Abaküs Yazılım
14. Hukuk Dairesi
Esas No: 2013/5878
Karar No: 2013/7561
Karar Tarihi: 16.05.2013

Yargıtay 14. Hukuk Dairesi 2013/5878 Esas 2013/7561 Karar Sayılı İlamı

14. Hukuk Dairesi         2013/5878 E.  ,  2013/7561 K.

    "İçtihat Metni"

    MAHKEMESİ :Asliye Hukuk Mahkemesi

    Davacı vekili tarafından, davalı aleyhine 23.10.2007 gününde verilen dilekçe ile tapu iptali ve tescil istenmesi üzerine yapılan duruşma sonunda; davanın reddine dair verilen 26.05.2010 günlü hükmün Yargıtayca incelenmesi davacı vekili tarafından istenilmekle süresinde olduğu anlaşılan temyiz dilekçesinin kabulüne karar verildikten sonra dosya ve içerisindeki bütün kağıtlar incelenerek gereği düşünüldü:
    K A R A R
    Dava, satış vaadi sözleşmesine dayalı tapu iptali ve tescil istemine ilişkindir.
    Davalı, davanın reddini savunmuştur.

========================

- _Yazılı Görevler_
(a) Yargıtay kararına göre dava hangi isteme ilişkindir?
(b) Lütfen Yargıtay kararından "Davacı vekili tarafından, davalı" sözcüklerinden "tescil istemine ilişkindir." sözcüklerine kadar olan bölümü hiç değiştirmeden çıkarın.
(c) Yargıtay kararını son cümlesinden sonra sürdürün.

========================

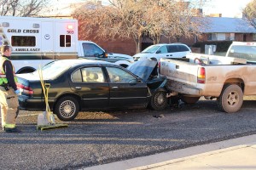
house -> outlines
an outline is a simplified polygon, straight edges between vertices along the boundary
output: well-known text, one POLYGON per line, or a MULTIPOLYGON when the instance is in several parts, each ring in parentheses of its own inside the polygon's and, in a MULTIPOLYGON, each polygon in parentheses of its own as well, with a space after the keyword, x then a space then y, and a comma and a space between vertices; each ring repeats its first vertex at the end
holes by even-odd
POLYGON ((201 29, 198 41, 256 41, 256 29, 241 18, 204 17, 207 26, 201 29))
MULTIPOLYGON (((67 13, 71 13, 71 9, 74 9, 75 7, 81 5, 82 3, 72 3, 67 7, 62 7, 62 9, 67 13), (69 10, 67 10, 69 9, 69 10)), ((98 5, 102 5, 102 2, 98 1, 98 5)), ((61 10, 62 11, 62 10, 61 10)), ((60 12, 60 11, 59 11, 60 12)), ((198 10, 198 16, 202 15, 202 11, 198 10)), ((70 17, 69 14, 69 17, 70 17)), ((185 43, 189 46, 192 46, 197 42, 206 41, 240 41, 240 42, 253 42, 256 41, 256 29, 250 25, 250 23, 241 18, 224 18, 221 17, 222 14, 210 15, 215 17, 197 17, 201 22, 207 22, 206 26, 201 26, 200 31, 201 36, 192 37, 180 37, 179 42, 185 43), (218 17, 216 17, 218 16, 218 17)), ((48 16, 48 17, 53 17, 48 16)), ((63 16, 63 14, 58 14, 55 17, 65 18, 68 17, 68 14, 63 16), (62 14, 62 15, 61 15, 62 14), (61 15, 61 16, 60 16, 61 15)), ((84 39, 80 37, 81 39, 84 39)), ((103 47, 107 51, 113 53, 121 53, 130 55, 135 54, 136 45, 134 41, 131 39, 115 39, 115 40, 105 40, 102 41, 99 38, 95 38, 94 35, 90 36, 86 38, 87 40, 93 41, 103 47)), ((177 42, 177 40, 173 38, 167 38, 162 37, 160 43, 170 43, 177 42)), ((149 38, 143 38, 142 42, 142 48, 148 47, 153 44, 153 42, 149 38)))

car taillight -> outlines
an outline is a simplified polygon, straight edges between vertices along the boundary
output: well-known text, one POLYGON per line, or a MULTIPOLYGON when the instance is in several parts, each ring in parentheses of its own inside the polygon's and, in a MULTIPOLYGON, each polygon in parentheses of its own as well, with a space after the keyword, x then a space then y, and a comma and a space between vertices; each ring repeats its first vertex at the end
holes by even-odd
POLYGON ((158 62, 158 74, 160 74, 161 63, 158 62))
POLYGON ((198 83, 206 83, 206 69, 201 67, 197 71, 197 82, 198 83))
POLYGON ((29 95, 32 95, 34 94, 34 91, 32 88, 25 86, 23 84, 20 84, 19 82, 17 82, 16 84, 17 84, 17 88, 21 89, 22 94, 29 94, 29 95))

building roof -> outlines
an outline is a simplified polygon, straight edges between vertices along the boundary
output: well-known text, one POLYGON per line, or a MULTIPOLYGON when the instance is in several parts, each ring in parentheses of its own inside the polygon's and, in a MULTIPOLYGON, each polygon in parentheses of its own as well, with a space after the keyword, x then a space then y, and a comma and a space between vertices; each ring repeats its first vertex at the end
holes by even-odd
POLYGON ((241 18, 203 17, 207 26, 203 26, 202 33, 256 33, 249 21, 241 18))

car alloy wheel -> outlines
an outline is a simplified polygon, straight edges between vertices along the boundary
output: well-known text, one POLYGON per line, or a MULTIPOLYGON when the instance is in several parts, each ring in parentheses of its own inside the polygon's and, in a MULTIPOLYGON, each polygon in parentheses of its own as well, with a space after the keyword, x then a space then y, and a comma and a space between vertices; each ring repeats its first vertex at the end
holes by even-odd
POLYGON ((166 108, 168 105, 166 93, 165 91, 157 91, 152 97, 150 101, 150 107, 155 110, 162 110, 166 108))
POLYGON ((55 106, 55 113, 61 121, 73 121, 78 116, 79 110, 79 102, 72 96, 61 98, 55 106))

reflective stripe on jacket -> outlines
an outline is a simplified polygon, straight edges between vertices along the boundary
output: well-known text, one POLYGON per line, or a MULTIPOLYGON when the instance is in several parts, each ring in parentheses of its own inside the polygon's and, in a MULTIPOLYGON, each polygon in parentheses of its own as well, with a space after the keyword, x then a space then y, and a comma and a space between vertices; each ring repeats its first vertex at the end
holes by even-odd
MULTIPOLYGON (((3 69, 3 63, 4 61, 6 60, 9 60, 9 59, 7 59, 6 57, 0 57, 0 65, 1 65, 1 69, 0 69, 0 85, 3 85, 3 84, 8 84, 8 80, 6 78, 6 74, 5 74, 5 71, 3 69)), ((15 76, 15 67, 14 65, 13 66, 13 73, 14 73, 14 77, 15 77, 15 82, 17 82, 17 77, 15 76)))

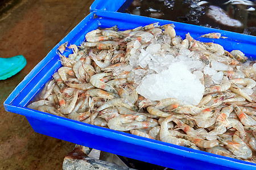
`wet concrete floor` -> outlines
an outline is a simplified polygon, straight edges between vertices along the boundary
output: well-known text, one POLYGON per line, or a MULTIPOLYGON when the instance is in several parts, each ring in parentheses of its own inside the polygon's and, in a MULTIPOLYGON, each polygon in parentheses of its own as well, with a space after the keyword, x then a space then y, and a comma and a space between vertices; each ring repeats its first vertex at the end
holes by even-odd
POLYGON ((35 133, 24 116, 7 112, 3 103, 34 67, 89 13, 93 1, 5 1, 5 8, 0 8, 0 57, 22 54, 27 63, 15 75, 0 80, 0 169, 61 169, 63 158, 75 144, 35 133))

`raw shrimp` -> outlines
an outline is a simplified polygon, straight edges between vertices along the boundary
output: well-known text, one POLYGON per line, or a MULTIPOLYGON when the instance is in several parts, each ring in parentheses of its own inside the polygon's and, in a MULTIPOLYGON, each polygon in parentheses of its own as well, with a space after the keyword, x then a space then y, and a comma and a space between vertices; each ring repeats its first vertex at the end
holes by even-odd
POLYGON ((227 76, 229 79, 245 78, 245 74, 243 72, 238 70, 237 71, 222 71, 222 73, 224 75, 227 76))
POLYGON ((201 148, 212 148, 213 147, 218 145, 218 141, 217 140, 203 140, 200 138, 190 137, 188 135, 182 134, 177 131, 171 130, 169 131, 171 135, 174 134, 175 137, 179 138, 182 138, 188 141, 190 141, 196 144, 198 147, 201 148))
POLYGON ((241 122, 245 126, 255 126, 256 121, 248 116, 246 114, 243 113, 237 105, 234 105, 234 110, 240 119, 241 122))
POLYGON ((167 27, 164 30, 164 33, 168 34, 171 39, 176 36, 175 29, 171 26, 167 27))
POLYGON ((158 109, 162 109, 166 107, 169 107, 169 109, 172 110, 180 105, 180 100, 176 98, 167 98, 160 100, 155 107, 158 109))
POLYGON ((232 152, 226 150, 223 146, 216 146, 210 148, 207 148, 205 151, 207 152, 217 154, 219 155, 234 158, 235 158, 235 156, 232 154, 232 152))
POLYGON ((40 100, 30 104, 27 107, 31 109, 36 109, 38 107, 44 105, 53 107, 55 104, 49 101, 40 100))
POLYGON ((131 103, 129 101, 125 99, 118 98, 112 99, 106 101, 104 104, 100 106, 98 109, 97 109, 96 112, 101 111, 102 110, 109 107, 114 107, 118 106, 123 106, 134 111, 137 111, 138 110, 136 106, 131 104, 131 103))
POLYGON ((119 86, 127 83, 127 79, 115 79, 106 82, 106 83, 112 87, 119 86))
POLYGON ((43 94, 43 99, 46 99, 49 97, 49 96, 52 93, 52 91, 53 91, 54 86, 56 84, 56 81, 55 79, 53 79, 52 80, 50 81, 50 82, 47 84, 46 91, 45 92, 44 94, 43 94))
POLYGON ((83 84, 72 84, 70 82, 66 82, 66 84, 70 87, 76 88, 82 90, 88 90, 93 88, 94 87, 90 83, 83 84))
POLYGON ((63 89, 64 87, 64 84, 63 83, 63 80, 60 78, 60 76, 59 74, 59 73, 57 72, 56 72, 55 73, 53 74, 52 76, 53 77, 54 79, 55 80, 55 81, 57 83, 57 85, 59 86, 59 87, 60 87, 60 89, 63 89))
POLYGON ((130 130, 130 132, 131 133, 131 134, 137 135, 137 136, 140 136, 140 137, 150 138, 150 139, 155 139, 155 138, 153 137, 152 137, 151 135, 150 135, 146 133, 139 131, 138 130, 130 130))
POLYGON ((170 113, 166 113, 162 112, 159 109, 154 107, 148 107, 147 108, 147 110, 150 113, 150 114, 159 116, 159 117, 167 117, 172 114, 170 113))
POLYGON ((65 56, 60 54, 59 53, 58 54, 60 56, 61 65, 64 67, 72 67, 73 65, 76 62, 76 61, 75 61, 75 60, 67 58, 65 56))
POLYGON ((118 95, 121 98, 130 101, 133 104, 138 100, 138 97, 136 88, 131 84, 126 85, 125 88, 120 88, 118 90, 118 95))
POLYGON ((199 108, 200 108, 201 107, 204 107, 205 104, 210 101, 210 99, 212 99, 212 95, 207 95, 206 96, 204 96, 202 98, 202 99, 200 101, 200 103, 197 105, 197 107, 199 108))
POLYGON ((58 70, 59 75, 61 79, 65 82, 67 80, 67 75, 75 75, 72 68, 69 67, 62 67, 58 70))
POLYGON ((232 83, 246 86, 246 88, 253 88, 256 86, 256 82, 252 79, 241 78, 230 80, 232 83))
POLYGON ((101 118, 96 118, 94 121, 94 125, 99 126, 106 126, 108 125, 108 122, 101 118))
POLYGON ((162 123, 159 132, 159 137, 161 141, 198 150, 195 143, 185 139, 177 138, 170 134, 168 131, 167 123, 173 120, 172 116, 166 118, 162 123))
POLYGON ((245 101, 245 98, 242 96, 237 96, 233 98, 229 98, 225 99, 223 101, 223 103, 225 103, 226 104, 232 104, 232 103, 236 103, 237 102, 241 102, 241 101, 245 101))
POLYGON ((123 126, 129 128, 134 127, 134 129, 151 129, 155 126, 159 125, 158 122, 149 122, 146 121, 137 122, 133 121, 129 123, 123 124, 123 126))
POLYGON ((108 122, 112 118, 119 116, 117 108, 109 108, 100 112, 99 115, 98 117, 102 118, 108 122))
POLYGON ((103 30, 101 33, 106 36, 113 36, 120 39, 123 39, 125 37, 125 36, 113 30, 103 30))
POLYGON ((214 110, 210 109, 205 109, 200 113, 193 116, 195 121, 199 127, 207 128, 213 125, 216 118, 214 116, 214 110))
POLYGON ((204 94, 216 93, 226 91, 230 88, 231 83, 229 82, 228 78, 224 77, 222 80, 222 83, 220 85, 216 85, 210 88, 206 88, 204 91, 204 94))
POLYGON ((136 126, 124 127, 122 126, 122 124, 125 123, 130 123, 134 120, 140 120, 141 119, 141 116, 134 116, 129 114, 121 115, 110 119, 108 123, 108 126, 109 129, 113 130, 119 131, 129 131, 135 128, 136 126))
POLYGON ((117 109, 118 110, 119 113, 121 114, 135 114, 138 113, 137 112, 131 110, 130 109, 122 106, 118 107, 117 109))
POLYGON ((84 62, 79 66, 78 69, 78 74, 79 76, 83 80, 85 80, 88 82, 90 77, 95 73, 94 69, 90 65, 85 63, 84 62))
POLYGON ((60 105, 60 111, 63 114, 68 114, 71 113, 72 110, 74 109, 76 101, 78 99, 78 92, 77 90, 76 90, 74 91, 74 96, 73 97, 73 99, 71 101, 70 104, 65 104, 60 105))
POLYGON ((150 24, 149 25, 147 25, 147 26, 145 26, 143 27, 141 29, 141 31, 146 31, 146 30, 147 30, 147 29, 152 29, 152 28, 157 28, 157 27, 159 27, 159 26, 160 26, 160 24, 159 24, 159 22, 154 23, 150 24))
POLYGON ((87 39, 88 38, 97 36, 97 35, 100 35, 101 31, 102 31, 101 30, 98 29, 91 31, 85 35, 85 39, 87 40, 87 39))
POLYGON ((181 129, 188 135, 191 136, 192 137, 200 138, 199 137, 199 135, 197 134, 198 132, 196 131, 195 129, 193 129, 193 128, 192 128, 191 126, 189 126, 188 125, 185 124, 180 120, 176 118, 174 119, 173 121, 175 124, 176 124, 178 127, 181 129))
POLYGON ((112 96, 107 92, 98 88, 93 88, 86 91, 85 92, 85 95, 89 95, 90 96, 97 96, 105 100, 110 100, 115 98, 114 96, 112 96))
MULTIPOLYGON (((167 109, 168 109, 168 108, 167 109)), ((194 105, 184 105, 182 106, 179 106, 177 108, 174 109, 170 110, 170 111, 177 113, 190 114, 194 116, 199 113, 203 110, 203 109, 200 108, 194 105)))
POLYGON ((220 39, 221 36, 221 34, 220 33, 211 32, 211 33, 202 35, 200 36, 200 37, 218 39, 220 39))
MULTIPOLYGON (((168 122, 170 123, 170 122, 168 122)), ((156 139, 157 136, 159 134, 160 129, 161 128, 160 126, 155 126, 148 131, 148 134, 156 139)))
POLYGON ((57 49, 57 50, 59 50, 60 53, 63 53, 65 52, 67 45, 68 45, 68 42, 62 44, 57 49))
POLYGON ((104 76, 109 76, 112 75, 112 73, 100 73, 93 75, 90 78, 90 82, 92 83, 92 84, 93 84, 97 88, 104 90, 108 92, 117 94, 117 91, 115 90, 115 89, 114 88, 114 87, 106 83, 101 81, 101 79, 102 79, 104 76))

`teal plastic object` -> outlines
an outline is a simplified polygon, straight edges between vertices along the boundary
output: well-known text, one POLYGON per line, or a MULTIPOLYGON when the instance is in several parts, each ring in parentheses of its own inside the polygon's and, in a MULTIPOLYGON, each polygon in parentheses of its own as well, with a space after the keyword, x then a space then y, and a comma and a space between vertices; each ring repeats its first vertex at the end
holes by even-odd
MULTIPOLYGON (((56 53, 60 45, 68 42, 68 45, 79 45, 85 40, 87 32, 98 27, 117 25, 118 28, 127 29, 158 22, 161 25, 174 24, 177 35, 183 39, 188 32, 195 39, 202 34, 220 32, 229 38, 197 40, 218 43, 228 51, 240 49, 246 56, 256 59, 256 37, 127 14, 94 11, 55 46, 16 87, 4 103, 5 109, 25 116, 38 133, 166 167, 176 169, 256 169, 256 164, 251 163, 96 126, 26 107, 61 66, 56 53)), ((64 54, 68 56, 71 53, 69 50, 64 54)))
POLYGON ((19 73, 27 64, 23 56, 0 58, 0 80, 5 80, 19 73))

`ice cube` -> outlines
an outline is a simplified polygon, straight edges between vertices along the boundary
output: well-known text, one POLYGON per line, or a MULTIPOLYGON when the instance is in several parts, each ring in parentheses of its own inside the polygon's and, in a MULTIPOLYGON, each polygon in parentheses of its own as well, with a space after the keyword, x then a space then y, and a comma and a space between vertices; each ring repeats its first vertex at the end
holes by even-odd
POLYGON ((217 71, 228 71, 229 67, 225 64, 217 61, 212 61, 210 63, 212 68, 217 71))
POLYGON ((215 83, 221 84, 221 82, 222 82, 222 79, 223 79, 223 72, 219 71, 219 72, 217 73, 216 74, 214 74, 212 76, 212 78, 215 83))
POLYGON ((213 75, 217 73, 216 70, 213 68, 210 68, 208 66, 206 66, 204 69, 204 73, 205 75, 213 75))

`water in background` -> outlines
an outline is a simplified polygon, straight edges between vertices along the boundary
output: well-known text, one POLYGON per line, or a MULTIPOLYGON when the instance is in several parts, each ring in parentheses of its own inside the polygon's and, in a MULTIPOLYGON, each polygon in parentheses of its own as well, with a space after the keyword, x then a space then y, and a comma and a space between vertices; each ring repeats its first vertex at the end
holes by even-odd
POLYGON ((256 5, 253 1, 234 0, 226 4, 228 0, 127 1, 131 3, 123 12, 256 36, 256 5))

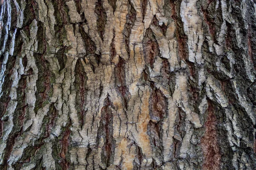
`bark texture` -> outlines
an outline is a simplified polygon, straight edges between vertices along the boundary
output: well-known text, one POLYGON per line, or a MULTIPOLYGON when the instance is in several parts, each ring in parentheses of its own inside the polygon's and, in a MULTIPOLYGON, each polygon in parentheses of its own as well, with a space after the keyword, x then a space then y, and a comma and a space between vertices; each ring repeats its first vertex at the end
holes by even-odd
POLYGON ((256 169, 253 0, 0 3, 0 169, 256 169))

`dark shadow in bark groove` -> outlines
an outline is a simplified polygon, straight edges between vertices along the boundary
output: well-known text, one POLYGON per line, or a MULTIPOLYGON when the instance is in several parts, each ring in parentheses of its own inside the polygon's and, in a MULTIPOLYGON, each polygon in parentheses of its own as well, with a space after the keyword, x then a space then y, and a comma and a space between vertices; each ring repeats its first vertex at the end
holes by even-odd
POLYGON ((149 65, 151 68, 153 68, 157 57, 160 55, 160 50, 153 31, 149 28, 146 31, 143 45, 146 64, 149 65))
POLYGON ((99 37, 103 41, 105 26, 107 23, 107 14, 103 7, 103 2, 102 0, 98 0, 95 4, 95 13, 97 16, 96 22, 97 27, 99 34, 99 37))
POLYGON ((101 139, 104 141, 101 153, 102 162, 106 167, 113 164, 116 140, 113 137, 113 113, 114 106, 108 94, 104 100, 104 106, 101 109, 101 119, 98 129, 97 145, 99 146, 101 139))
POLYGON ((136 20, 136 11, 130 0, 128 0, 128 14, 126 15, 126 23, 122 31, 125 39, 125 45, 129 57, 130 57, 130 36, 131 29, 136 20))
POLYGON ((84 116, 86 110, 86 99, 87 97, 87 79, 86 73, 80 59, 76 61, 75 67, 75 81, 74 85, 76 91, 76 106, 77 111, 79 124, 81 129, 84 125, 84 116))
POLYGON ((116 88, 122 97, 124 105, 127 108, 131 94, 125 82, 125 62, 121 57, 119 57, 119 62, 114 68, 114 73, 116 88))

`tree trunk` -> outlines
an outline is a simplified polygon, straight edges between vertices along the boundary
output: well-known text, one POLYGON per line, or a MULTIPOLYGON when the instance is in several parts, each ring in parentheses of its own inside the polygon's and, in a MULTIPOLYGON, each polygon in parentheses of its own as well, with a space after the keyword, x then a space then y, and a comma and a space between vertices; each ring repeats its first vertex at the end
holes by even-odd
POLYGON ((252 0, 0 3, 0 169, 256 169, 252 0))

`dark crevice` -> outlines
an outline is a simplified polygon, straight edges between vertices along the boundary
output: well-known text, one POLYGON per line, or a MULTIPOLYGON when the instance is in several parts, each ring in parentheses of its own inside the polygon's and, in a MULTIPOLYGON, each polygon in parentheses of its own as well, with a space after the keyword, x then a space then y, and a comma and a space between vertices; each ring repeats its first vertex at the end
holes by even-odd
POLYGON ((88 79, 84 66, 80 60, 78 60, 75 67, 74 85, 76 91, 75 108, 77 111, 79 124, 81 129, 84 122, 86 112, 85 105, 87 97, 87 83, 88 79))
POLYGON ((136 11, 131 0, 128 0, 128 14, 126 15, 126 22, 122 32, 124 36, 125 48, 130 56, 130 36, 131 29, 136 20, 136 11))
POLYGON ((156 38, 150 28, 146 31, 143 45, 146 64, 153 68, 157 57, 159 56, 160 50, 156 38))
POLYGON ((95 13, 97 16, 96 22, 99 37, 103 41, 103 35, 105 32, 105 26, 107 23, 107 14, 103 7, 103 2, 102 0, 98 0, 95 4, 95 13))
POLYGON ((128 106, 131 94, 125 82, 125 62, 124 59, 119 57, 119 62, 114 69, 115 85, 119 94, 122 96, 125 107, 128 106))
POLYGON ((101 153, 102 163, 106 167, 113 163, 116 140, 113 137, 113 113, 114 109, 108 94, 104 100, 104 106, 101 109, 101 119, 98 129, 97 144, 99 146, 101 139, 104 144, 101 153))

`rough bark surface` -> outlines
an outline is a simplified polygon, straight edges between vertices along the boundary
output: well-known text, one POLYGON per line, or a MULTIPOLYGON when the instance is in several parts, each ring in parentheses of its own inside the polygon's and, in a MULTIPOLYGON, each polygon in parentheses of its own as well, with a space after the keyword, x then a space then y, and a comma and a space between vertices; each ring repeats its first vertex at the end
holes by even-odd
POLYGON ((0 169, 256 169, 252 0, 4 0, 0 169))

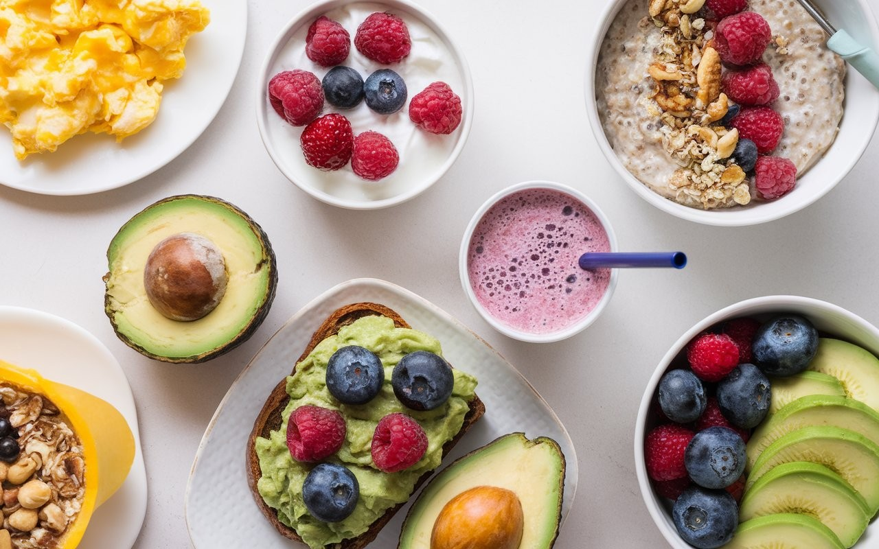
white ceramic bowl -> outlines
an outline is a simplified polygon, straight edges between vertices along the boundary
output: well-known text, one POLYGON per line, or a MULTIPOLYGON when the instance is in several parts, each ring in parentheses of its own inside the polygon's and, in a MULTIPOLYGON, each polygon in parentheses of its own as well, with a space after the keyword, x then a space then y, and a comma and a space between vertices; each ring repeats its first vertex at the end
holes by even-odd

========================

- _Çözümlü Sorular_
(a) Satış vaadi sözleşmesine dayalı tapu iptali ve tescil istemine ilişkindir.

(b)
Davacı vekili tarafından, davalı aleyhine 23.10.2007 gününde verilen dilekçe ile tapu iptali ve tescil istenmesi üzerine yapılan duruşma sonunda; davanın reddine dair verilen 26.05.2010 günlü hükmün Yargıtayca incelenmesi davacı vekili tarafından istenilmekle süresinde olduğu anlaşılan temyiz dilekçesinin kabulüne karar verildikten sonra dosya ve içerisindeki bütün kağıtlar incelenerek gereği düşünüldü:
    K A R A R
    Dava, satış vaadi sözleşmesine dayalı tapu iptali ve tescil istemine ilişkindir.

(c)
    Mahkemece, 3402 sayılı Kadastro Kanununun 13/B-b maddesi uyarınca 10 yıllık zilyetlik süresinin dolmadığı gerekçesi ile davanın reddine karar verilmiştir.
    Karar, davacı vekili tarafından temyiz edilmiştir.
    Davacı, 144 ada 5 parsel sayılı taşınmazın 300 m2"lik kesimini kadastrodan önce üzerindeki bina ile birlikte 07.12.1979 tarihli satış vaadi sözleşmesi ile satın aldığını ileri sürerek tapu iptali ve tescil istemiştir.
    Dosya içinde bulunan belgeler ve tapulama tutanağının incelenmesinden dava konusu taşınmazın davalının murisi ...’a ait olduğu, 1962 yılında ölümü ile mirasçılarına intikal ettiği, mirasçıları...’nin paylarını haricen davalı ...’a devrettikleri belirtilmek suretiyle 29/32 payın davacı adına tescil edildiği ve kadastronun 31.05.2002 tarihinde kesinleştiği anlaşılmıştır.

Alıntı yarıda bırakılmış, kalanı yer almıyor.